Zadanie do wykonania: Przepisz dosłownie fragment poniższych danych od wiersza zawierającego „Note to the class: indicate the blue tail” do ostatniego wiersza danych włącznie.

Dane do zadania:
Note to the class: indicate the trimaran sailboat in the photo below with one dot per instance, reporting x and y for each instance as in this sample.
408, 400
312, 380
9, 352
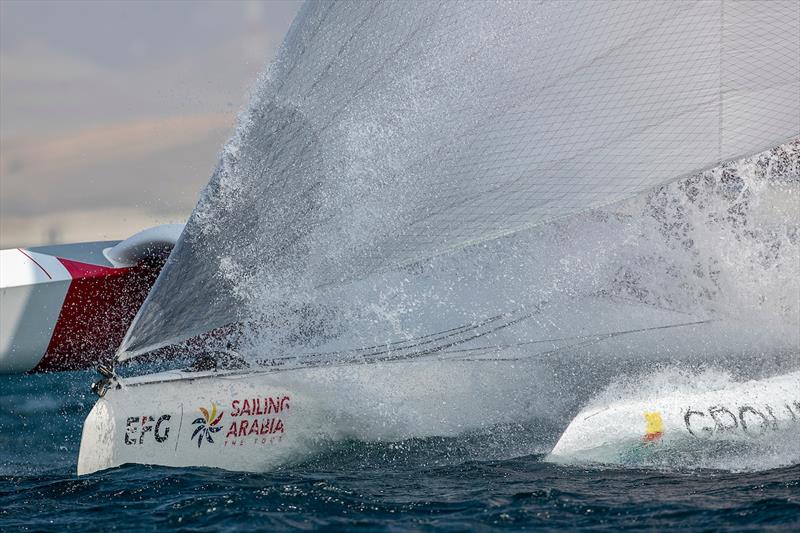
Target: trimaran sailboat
386, 133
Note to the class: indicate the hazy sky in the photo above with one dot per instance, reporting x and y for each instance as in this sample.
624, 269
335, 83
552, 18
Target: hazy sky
112, 113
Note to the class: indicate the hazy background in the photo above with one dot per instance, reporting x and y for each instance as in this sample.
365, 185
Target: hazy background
112, 113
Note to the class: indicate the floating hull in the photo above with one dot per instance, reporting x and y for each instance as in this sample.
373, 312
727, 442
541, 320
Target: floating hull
68, 306
749, 414
258, 421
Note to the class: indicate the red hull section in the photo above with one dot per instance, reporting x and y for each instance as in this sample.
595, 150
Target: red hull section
100, 305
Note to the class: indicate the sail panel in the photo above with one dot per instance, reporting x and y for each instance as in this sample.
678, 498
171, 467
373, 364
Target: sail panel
388, 132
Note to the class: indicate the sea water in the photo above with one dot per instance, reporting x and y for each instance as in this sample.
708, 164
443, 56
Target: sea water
475, 481
720, 248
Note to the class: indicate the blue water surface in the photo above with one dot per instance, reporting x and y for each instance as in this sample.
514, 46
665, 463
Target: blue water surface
425, 484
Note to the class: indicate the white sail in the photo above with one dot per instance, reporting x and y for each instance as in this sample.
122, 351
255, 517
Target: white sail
388, 132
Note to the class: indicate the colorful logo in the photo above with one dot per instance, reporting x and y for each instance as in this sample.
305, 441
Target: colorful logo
654, 426
207, 424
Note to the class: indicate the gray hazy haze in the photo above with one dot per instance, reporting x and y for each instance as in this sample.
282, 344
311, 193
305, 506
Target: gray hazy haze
112, 114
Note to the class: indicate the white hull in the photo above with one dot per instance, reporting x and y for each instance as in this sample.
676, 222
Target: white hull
67, 306
291, 414
751, 413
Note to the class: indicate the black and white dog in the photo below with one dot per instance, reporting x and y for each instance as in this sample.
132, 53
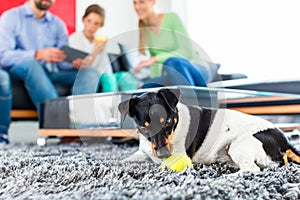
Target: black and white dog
205, 135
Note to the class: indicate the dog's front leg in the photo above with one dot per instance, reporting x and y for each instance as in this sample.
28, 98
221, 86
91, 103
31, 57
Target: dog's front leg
144, 153
243, 153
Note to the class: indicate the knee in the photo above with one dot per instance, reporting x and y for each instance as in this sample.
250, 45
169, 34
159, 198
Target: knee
5, 84
90, 73
30, 66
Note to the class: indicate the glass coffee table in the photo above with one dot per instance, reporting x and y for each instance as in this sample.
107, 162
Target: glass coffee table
97, 115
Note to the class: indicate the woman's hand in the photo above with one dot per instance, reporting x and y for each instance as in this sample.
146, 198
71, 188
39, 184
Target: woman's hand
145, 63
77, 63
80, 63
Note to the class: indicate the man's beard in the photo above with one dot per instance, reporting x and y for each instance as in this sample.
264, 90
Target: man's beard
41, 6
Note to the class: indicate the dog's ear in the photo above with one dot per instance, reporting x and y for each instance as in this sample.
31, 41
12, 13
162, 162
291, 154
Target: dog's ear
171, 97
126, 106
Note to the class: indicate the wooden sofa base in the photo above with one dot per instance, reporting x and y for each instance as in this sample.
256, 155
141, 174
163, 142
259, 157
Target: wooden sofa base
24, 114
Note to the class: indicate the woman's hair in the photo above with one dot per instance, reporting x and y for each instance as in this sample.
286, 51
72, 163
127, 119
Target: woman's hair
95, 8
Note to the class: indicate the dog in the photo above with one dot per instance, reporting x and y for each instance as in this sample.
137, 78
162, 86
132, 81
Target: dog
206, 135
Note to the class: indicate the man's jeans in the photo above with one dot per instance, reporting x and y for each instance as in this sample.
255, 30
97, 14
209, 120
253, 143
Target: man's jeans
5, 101
39, 82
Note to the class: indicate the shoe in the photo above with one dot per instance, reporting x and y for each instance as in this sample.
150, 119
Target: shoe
4, 139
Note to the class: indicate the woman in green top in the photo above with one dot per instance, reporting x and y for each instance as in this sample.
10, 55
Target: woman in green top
169, 45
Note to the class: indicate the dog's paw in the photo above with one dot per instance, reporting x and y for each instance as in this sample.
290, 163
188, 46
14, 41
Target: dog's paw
137, 156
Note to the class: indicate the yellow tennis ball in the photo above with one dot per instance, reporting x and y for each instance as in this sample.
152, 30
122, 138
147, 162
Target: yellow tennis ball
101, 38
177, 162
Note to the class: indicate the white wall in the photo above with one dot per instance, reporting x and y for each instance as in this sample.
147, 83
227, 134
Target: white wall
260, 38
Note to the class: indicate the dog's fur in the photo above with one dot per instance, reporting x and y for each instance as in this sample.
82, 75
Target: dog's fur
206, 135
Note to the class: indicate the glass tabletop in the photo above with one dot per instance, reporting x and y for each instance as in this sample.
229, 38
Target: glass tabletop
100, 110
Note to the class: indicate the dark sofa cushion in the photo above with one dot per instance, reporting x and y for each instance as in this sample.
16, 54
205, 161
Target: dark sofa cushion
21, 99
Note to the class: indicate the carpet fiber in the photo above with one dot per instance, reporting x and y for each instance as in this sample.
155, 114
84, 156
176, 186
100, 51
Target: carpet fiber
95, 171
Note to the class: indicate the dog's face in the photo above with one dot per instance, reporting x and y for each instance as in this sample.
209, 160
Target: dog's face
156, 117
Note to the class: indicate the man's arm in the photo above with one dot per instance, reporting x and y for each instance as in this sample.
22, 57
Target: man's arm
9, 55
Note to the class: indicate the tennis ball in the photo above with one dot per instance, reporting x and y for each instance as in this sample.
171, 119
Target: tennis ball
101, 38
177, 162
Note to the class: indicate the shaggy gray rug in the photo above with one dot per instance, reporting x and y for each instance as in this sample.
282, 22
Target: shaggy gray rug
95, 171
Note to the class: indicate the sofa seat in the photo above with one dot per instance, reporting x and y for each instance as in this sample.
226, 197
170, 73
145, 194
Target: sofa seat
22, 106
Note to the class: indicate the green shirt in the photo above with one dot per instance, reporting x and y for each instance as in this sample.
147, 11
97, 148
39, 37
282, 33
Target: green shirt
170, 41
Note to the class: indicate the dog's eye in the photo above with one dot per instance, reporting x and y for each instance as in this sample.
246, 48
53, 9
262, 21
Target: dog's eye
161, 120
142, 129
168, 122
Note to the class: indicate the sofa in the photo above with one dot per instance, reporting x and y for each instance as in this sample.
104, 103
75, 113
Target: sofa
23, 108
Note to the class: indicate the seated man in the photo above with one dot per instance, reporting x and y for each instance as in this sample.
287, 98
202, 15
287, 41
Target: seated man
30, 39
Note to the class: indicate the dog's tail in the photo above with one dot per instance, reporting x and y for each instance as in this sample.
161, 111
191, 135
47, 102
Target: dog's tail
291, 154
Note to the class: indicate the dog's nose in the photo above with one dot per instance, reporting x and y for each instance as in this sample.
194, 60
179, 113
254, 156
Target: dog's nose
163, 152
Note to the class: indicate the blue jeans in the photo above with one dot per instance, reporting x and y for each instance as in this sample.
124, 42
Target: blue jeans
5, 102
179, 71
39, 82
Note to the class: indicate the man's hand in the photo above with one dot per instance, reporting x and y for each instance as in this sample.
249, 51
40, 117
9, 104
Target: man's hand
99, 48
77, 63
50, 54
145, 63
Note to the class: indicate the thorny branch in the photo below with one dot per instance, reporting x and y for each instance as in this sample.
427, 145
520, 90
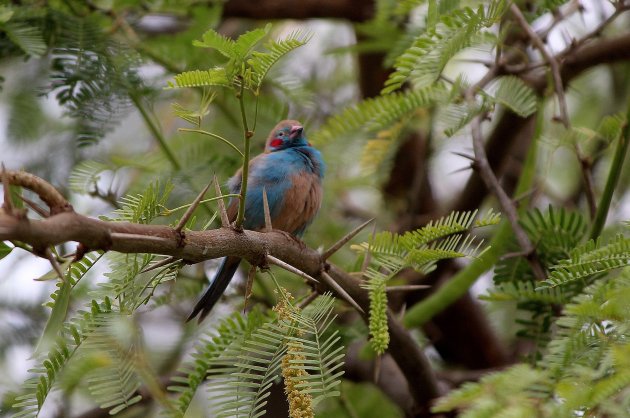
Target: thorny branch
551, 60
197, 246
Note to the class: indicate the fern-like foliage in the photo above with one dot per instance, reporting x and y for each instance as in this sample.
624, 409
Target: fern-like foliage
514, 94
261, 62
421, 249
114, 383
232, 331
145, 206
245, 68
555, 232
86, 175
242, 358
424, 60
378, 113
25, 35
92, 77
37, 388
589, 259
584, 372
321, 356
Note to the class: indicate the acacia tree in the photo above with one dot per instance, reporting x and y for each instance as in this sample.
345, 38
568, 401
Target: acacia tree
542, 123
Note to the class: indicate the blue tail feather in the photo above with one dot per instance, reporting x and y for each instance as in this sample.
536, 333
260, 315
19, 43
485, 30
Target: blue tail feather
216, 288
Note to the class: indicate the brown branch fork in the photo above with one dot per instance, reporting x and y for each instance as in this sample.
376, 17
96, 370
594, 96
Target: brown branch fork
65, 225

Odpowiedź poniżej:
Note to the class: indicate the blue tail feather in the photo above with one dot per instance, reporting x and y for each instance as in this sample.
536, 333
260, 315
19, 43
485, 30
Target: blue tail feather
216, 288
Note to the class: indicate the brown branch fork in the photo above with one dot per instance, reporting x and y for each instance as in this sample.
376, 17
96, 370
594, 96
Target: brown branch fork
65, 225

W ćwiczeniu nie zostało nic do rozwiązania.